__The task__. Reproduce the listing lines below verbatim, starting at the line containing "of the drinking" and ending at the line containing "[(470, 862)]", both included. Omit the pictures from your output.

__Recorded data__.
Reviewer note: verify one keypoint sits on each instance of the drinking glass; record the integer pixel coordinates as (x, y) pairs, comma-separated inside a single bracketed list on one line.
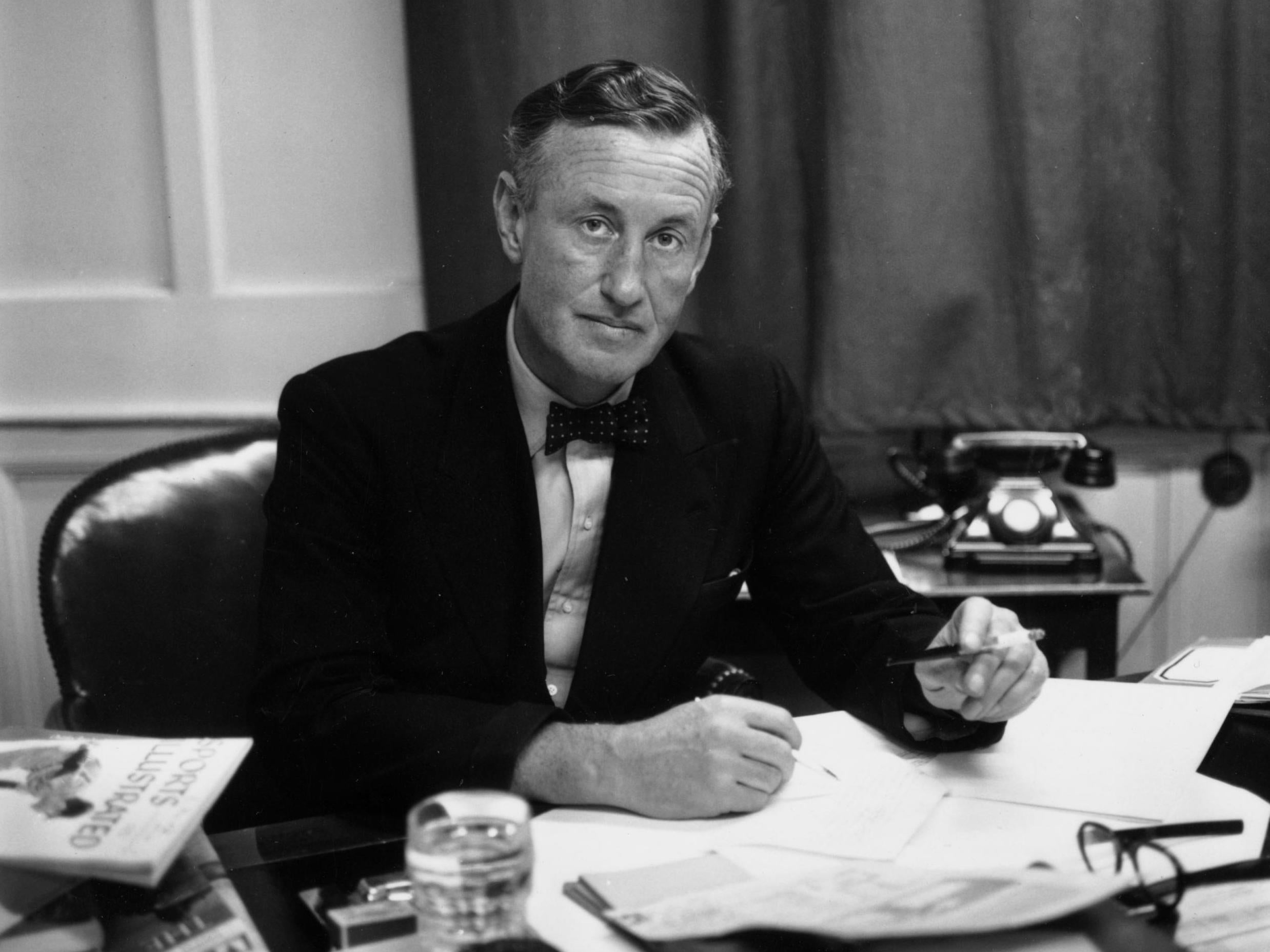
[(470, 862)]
* * *
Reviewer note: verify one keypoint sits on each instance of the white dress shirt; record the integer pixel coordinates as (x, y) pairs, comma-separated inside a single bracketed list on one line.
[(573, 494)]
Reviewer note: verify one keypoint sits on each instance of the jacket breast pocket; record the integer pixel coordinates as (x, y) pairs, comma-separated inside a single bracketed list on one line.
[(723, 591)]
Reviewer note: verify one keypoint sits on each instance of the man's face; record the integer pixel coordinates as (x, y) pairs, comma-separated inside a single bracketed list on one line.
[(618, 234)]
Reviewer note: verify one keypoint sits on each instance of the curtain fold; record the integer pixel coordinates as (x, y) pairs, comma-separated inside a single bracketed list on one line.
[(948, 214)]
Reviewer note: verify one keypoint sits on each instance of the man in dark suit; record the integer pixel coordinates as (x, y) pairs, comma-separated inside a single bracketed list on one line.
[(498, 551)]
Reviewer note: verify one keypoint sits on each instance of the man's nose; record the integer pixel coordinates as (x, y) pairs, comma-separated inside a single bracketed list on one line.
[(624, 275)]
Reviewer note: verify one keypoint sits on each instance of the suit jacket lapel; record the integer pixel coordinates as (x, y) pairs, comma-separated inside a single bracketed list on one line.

__Exercise result__.
Reviewer note: verify one keypoint sits on each instance of the drinking glass; record the integer pixel coordinates as (x, y) pairs, comma-separated inside a single bracketed list on one line.
[(470, 862)]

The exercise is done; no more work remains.